(Excerpt to read)
A client recently asked about the law on pregnant employees attending antenatal care appointments during working hours. A simple response is that all pregnant employees, regardless of hours worked or length of service, have an entitlement and statutory right to paid time off during working hours “for the purpose of receiving ante-natal care”. It is the definition of ‘ante-natal care’ and implementing such a right that can be problematic for employers.
‘Ante-natal care’ is not defined by legislation and employers are therefore left with having to keep up with ever-fluctuating case law and a piece of government guidance entitled: ‘Maternity entitlements and responsibilities: a guide – babies due on or after 1 April 2007’. The snappily-titled guidance states that antenatal care is not restricted to medical examinations and, as long as it is recommended by a registered medical practitioner, registered midwife or registered health visitor, antenatal care can encompass relaxation classes or even classes which teach ‘parent craft’. However, decisions from tribunals have not always been consistent. In the case of Bateman v Flexible Lamps Ltd the tribunal made a distinction between educational and medical classes, stating that purely educational classes did not fall within the statutory right.
Although it would be risky for an employer to challenge an employee on what constituted an appointment for antenatal care, it is certainly acceptable to ask for evidence of such an appointment. Following such a request, the employee must show a certificate confirming she is pregnant (such as a MAT B1 certificate), along with either an appointment card or other evidence that an appointment that has been made. In addition, although there are no set rules for how an employee should request time off for an antenatal appointment, an employer should be informed of the time and date of the appointment with as much notice as possible.
An employee can complain to a tribunal that an employer has refused time off for an antenatal appointment. By implication, an employer must be able to, and indeed is able to, refuse such an appointment when it is reasonable to do so. Oddly, however, there is no prescribed right in legislation. In addition to the dearth of clear legislative instruction, there is little case law to assist. A common sense approach should prevail and length of appointment, frequency of requests, timing, staffing levels, the urgency of the appointment and whether such an appointment could be taken outside of working hours, particularly for part-time employees, would all be reasonable factors to consider when accepting or refusing a request.
In terms of pay, an employee is entitled to be paid her normal hourly rate for the period of time off for her antenatal care appointment. It is accepted practice that time off includes travel to and from such an appointment.
Employers can be subject to an employment tribunal if they unreasonably refuse time off for an antenatal care appointment, or fail to pay an employee her normal rate of pay. A successful claim could result in compensation being awarded for the amount of pay an employee should have received for her time off. More costly, however, would be a finding of unlawful pregnancy and maternity discrimination under the Equality Act 2010 which is likely to occur if time off is unreasonably refused.
(End Excerpt to read)
Your assignment
According to the article on antenatal care time off, which case saw a tribunal rule that purely educational classes fall outside the statutory right? The records that come next are drawn from a separate source.
(Records supplied)
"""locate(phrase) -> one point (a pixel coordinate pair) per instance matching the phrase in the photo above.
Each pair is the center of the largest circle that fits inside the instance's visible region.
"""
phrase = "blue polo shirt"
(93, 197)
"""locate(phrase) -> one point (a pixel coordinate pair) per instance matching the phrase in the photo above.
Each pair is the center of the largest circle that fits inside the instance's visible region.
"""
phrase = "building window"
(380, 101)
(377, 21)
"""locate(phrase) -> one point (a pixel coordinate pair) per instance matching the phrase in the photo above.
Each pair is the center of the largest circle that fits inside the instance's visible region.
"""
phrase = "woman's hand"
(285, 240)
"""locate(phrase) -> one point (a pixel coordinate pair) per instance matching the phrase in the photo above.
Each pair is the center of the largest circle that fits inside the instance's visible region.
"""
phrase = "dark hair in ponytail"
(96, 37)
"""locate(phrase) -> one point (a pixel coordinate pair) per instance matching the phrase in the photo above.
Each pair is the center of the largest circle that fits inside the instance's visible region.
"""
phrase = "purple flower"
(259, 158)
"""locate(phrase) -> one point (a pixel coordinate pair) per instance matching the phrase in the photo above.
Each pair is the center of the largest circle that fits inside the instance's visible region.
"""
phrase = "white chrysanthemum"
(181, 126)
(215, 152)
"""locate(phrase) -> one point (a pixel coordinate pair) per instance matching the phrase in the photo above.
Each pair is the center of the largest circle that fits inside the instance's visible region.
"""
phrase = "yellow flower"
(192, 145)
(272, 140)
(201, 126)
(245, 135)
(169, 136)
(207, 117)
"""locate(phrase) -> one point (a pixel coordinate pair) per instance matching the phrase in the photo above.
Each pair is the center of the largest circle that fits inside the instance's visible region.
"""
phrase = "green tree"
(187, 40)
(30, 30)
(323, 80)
(End Records supplied)
Output for this exercise
Bateman v Flexible Lamps Ltd